DIRECTION:
List every line of the items below that contains the word "black", where case counts.
* begin GIVEN RECORDS *
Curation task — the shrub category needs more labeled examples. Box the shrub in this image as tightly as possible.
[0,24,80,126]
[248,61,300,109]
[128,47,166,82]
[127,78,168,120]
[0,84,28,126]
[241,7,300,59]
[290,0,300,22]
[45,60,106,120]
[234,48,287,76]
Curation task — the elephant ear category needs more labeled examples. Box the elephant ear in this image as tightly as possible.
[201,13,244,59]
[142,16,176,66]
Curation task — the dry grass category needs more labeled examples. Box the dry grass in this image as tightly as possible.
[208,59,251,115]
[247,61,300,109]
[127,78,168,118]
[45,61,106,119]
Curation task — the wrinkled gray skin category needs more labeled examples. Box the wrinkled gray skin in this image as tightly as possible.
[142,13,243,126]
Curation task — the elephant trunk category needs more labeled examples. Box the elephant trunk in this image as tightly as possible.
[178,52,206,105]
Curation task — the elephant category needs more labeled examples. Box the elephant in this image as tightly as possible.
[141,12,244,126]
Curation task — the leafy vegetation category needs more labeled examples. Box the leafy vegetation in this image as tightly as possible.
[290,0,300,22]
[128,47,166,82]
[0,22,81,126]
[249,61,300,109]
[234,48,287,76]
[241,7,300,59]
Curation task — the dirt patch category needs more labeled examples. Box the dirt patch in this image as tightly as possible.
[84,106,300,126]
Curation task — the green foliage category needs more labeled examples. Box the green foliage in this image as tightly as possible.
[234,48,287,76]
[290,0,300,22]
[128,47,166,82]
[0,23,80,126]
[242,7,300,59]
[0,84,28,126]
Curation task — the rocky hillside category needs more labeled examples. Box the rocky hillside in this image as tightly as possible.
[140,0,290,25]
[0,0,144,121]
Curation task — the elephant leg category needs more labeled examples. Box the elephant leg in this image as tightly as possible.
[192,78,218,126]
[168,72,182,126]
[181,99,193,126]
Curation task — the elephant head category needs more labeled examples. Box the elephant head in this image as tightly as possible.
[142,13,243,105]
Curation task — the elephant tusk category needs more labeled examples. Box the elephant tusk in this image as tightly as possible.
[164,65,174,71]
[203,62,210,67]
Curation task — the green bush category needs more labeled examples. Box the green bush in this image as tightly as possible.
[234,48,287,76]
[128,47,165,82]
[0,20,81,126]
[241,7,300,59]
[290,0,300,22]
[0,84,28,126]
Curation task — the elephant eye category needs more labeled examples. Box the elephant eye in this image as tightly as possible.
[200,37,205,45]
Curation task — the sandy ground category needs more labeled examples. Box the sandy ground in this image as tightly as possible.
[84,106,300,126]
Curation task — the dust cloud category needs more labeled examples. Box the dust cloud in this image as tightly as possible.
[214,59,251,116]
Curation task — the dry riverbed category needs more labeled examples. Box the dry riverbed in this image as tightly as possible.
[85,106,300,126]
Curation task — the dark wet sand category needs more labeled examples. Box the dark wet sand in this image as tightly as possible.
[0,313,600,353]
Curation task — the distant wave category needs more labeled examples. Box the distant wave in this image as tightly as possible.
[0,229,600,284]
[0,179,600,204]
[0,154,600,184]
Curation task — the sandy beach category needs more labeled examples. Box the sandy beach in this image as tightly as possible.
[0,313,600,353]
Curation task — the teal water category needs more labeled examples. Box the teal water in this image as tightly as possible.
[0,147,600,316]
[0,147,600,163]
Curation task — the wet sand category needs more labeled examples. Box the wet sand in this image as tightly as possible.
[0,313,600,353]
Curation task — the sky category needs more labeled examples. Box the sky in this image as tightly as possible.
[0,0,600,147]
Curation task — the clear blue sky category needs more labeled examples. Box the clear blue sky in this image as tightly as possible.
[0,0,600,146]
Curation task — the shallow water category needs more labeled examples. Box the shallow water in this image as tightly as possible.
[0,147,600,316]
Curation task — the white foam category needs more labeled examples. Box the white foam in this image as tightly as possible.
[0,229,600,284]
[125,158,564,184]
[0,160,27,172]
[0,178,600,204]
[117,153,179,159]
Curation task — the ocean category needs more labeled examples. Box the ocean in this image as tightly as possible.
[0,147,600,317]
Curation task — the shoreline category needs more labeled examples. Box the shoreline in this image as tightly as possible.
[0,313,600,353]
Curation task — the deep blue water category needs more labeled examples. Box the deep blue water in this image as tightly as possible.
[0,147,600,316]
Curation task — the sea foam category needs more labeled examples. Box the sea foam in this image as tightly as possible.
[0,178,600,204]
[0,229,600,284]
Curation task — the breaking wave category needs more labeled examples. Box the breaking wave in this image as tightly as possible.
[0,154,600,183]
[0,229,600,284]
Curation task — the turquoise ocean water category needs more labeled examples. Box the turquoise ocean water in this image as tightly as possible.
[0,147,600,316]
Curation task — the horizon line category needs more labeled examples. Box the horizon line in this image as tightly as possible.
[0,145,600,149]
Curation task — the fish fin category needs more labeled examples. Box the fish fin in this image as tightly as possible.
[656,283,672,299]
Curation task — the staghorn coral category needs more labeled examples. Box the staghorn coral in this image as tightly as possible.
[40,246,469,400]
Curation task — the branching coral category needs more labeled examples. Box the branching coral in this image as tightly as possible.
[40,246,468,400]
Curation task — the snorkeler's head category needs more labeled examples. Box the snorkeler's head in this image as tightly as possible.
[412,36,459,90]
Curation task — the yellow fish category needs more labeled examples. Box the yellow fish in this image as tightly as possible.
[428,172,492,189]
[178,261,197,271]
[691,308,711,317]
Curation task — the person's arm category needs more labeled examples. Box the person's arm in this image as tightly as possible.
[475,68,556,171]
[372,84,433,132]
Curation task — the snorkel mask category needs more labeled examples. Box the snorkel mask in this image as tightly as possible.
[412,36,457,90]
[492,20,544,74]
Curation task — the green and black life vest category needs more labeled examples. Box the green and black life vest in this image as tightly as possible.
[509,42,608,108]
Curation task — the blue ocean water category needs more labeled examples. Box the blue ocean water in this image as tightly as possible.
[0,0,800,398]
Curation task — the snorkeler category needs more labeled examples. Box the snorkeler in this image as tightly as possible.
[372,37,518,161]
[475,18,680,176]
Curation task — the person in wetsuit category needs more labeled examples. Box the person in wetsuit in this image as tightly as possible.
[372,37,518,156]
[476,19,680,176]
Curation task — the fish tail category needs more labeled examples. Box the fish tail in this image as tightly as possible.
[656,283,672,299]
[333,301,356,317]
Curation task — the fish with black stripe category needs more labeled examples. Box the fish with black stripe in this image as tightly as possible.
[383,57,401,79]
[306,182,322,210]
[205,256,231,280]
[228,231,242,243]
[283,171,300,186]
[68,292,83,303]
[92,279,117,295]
* end GIVEN RECORDS *
TASK OUTPUT:
Curation task — the green and black life vest category needs more labeled examples. Box the green and black life vest in this image as tightly as possible.
Curation task — the fish with black stripe category needs more labeled examples. Box the fish with black stripe in this image as tightly as possible.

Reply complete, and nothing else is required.